• **WRITTEN REQUEST**
Give back, word for word, the stretch of items from the line containing "If you would be willing to indicate the distant treeline" through the end of the items, with both ends included.

Dataset records about object locations:
+++++

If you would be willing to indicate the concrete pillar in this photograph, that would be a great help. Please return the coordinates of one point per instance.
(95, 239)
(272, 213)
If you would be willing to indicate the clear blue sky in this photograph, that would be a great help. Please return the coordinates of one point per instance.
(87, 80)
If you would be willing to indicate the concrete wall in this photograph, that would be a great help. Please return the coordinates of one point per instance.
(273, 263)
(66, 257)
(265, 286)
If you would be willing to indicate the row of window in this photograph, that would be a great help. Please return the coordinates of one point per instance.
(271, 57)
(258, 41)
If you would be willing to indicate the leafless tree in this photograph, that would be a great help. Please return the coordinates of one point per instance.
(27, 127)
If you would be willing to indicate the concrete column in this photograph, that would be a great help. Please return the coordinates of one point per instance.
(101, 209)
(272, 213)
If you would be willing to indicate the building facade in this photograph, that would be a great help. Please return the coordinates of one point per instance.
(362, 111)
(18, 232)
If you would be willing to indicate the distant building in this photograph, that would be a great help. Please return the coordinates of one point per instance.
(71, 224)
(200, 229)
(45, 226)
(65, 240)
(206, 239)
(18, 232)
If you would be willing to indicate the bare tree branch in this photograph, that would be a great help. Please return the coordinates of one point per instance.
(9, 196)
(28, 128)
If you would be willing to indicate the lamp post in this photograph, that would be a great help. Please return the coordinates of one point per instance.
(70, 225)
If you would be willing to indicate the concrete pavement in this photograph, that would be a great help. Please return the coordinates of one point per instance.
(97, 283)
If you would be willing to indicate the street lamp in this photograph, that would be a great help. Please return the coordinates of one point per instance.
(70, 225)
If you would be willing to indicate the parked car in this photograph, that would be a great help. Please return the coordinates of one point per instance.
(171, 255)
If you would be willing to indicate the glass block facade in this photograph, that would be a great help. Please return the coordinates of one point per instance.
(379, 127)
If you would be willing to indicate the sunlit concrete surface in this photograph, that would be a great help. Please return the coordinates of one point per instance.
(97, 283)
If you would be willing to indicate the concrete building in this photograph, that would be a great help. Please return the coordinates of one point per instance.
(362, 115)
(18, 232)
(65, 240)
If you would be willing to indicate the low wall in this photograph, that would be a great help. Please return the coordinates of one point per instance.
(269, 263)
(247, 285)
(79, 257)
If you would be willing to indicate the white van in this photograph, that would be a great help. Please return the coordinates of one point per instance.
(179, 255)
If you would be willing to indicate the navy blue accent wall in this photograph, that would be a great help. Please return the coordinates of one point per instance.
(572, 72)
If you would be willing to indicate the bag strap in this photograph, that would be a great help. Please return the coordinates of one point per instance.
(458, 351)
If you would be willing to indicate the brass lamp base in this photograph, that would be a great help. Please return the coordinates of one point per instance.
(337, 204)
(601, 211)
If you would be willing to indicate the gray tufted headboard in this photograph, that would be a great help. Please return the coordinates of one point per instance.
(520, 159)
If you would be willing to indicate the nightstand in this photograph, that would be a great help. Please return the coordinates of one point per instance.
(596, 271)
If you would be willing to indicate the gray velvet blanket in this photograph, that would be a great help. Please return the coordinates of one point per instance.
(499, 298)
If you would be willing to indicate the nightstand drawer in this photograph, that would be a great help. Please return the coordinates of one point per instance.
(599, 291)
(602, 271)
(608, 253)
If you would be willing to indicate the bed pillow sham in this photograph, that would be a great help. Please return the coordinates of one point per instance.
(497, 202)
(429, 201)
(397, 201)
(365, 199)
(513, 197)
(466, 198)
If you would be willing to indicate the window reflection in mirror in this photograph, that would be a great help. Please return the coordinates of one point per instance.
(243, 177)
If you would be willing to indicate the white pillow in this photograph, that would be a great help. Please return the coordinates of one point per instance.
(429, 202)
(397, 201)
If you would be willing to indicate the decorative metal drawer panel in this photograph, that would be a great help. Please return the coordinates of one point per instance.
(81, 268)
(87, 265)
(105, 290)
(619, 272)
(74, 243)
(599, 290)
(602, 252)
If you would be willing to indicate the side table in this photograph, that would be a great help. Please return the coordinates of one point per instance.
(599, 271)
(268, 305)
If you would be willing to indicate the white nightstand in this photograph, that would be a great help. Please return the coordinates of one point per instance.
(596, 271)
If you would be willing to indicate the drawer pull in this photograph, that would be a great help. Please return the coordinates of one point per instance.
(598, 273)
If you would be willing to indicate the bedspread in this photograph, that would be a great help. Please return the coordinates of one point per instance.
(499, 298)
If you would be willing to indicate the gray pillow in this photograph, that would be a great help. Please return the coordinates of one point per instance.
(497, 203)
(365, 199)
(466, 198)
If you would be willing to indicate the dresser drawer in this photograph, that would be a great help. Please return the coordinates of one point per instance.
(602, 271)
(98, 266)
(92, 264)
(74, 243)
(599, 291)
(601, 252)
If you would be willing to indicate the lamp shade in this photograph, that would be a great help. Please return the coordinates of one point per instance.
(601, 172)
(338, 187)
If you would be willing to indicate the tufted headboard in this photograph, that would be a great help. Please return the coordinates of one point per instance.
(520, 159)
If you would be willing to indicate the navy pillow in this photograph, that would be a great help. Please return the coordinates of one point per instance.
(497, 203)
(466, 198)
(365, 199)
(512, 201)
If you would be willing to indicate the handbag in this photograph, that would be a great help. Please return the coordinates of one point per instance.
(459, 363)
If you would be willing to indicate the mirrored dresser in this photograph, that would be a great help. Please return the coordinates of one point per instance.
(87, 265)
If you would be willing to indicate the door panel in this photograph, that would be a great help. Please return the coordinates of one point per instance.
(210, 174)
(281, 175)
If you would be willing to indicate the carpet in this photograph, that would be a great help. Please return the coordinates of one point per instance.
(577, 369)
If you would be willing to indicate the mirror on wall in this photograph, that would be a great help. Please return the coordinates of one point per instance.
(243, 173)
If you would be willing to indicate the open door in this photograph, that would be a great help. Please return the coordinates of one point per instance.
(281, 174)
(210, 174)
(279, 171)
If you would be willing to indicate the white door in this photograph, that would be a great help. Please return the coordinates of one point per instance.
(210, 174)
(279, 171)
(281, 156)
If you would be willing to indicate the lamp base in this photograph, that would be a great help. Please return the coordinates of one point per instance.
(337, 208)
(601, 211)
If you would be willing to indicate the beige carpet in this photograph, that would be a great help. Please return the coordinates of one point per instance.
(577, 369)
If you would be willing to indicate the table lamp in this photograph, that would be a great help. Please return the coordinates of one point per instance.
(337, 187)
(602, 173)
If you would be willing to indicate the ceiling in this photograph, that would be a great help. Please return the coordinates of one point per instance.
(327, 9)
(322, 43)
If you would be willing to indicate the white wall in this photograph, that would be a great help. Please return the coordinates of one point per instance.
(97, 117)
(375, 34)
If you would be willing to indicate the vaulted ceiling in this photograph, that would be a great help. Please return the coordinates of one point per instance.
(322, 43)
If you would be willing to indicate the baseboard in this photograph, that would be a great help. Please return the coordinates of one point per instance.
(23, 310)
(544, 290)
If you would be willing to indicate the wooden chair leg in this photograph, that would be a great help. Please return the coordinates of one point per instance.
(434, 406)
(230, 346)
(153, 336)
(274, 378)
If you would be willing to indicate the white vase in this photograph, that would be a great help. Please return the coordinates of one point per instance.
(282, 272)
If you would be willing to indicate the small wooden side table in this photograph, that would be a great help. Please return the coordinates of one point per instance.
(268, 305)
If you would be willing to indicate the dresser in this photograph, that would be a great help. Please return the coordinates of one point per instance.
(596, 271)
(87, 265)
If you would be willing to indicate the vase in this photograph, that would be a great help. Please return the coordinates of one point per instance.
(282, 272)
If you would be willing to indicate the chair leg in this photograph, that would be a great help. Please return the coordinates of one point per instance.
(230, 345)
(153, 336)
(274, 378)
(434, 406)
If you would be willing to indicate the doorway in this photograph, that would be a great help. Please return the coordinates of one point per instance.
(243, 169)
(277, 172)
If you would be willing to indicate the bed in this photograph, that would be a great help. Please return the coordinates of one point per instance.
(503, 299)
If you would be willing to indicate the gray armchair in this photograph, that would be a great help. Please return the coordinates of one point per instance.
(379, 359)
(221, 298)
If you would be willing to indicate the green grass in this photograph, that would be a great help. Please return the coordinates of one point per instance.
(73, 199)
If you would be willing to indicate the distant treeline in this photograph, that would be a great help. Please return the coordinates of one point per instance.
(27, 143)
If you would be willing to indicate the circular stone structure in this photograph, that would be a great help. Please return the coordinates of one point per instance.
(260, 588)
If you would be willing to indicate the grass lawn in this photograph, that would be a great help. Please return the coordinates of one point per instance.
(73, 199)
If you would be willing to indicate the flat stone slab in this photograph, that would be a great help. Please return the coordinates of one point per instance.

+++++

• **RESULT OF THE TASK**
If you would be willing to indicate the distant treeline in this photograph, that would be a great help. Please return the coordinates of one point per instance.
(27, 143)
If you would be willing to indicate the circular stone structure in this photograph, that would be a great help. Please return the coordinates of one point per instance.
(260, 588)
If you would be willing to indicate the grass lawn in this photograph, that would be a great help. Please return the coordinates of one point per instance.
(73, 199)
If you would be willing to indicate the flat stone slab in this photograph, that would be a great help. Please return the coordinates of one point per instance.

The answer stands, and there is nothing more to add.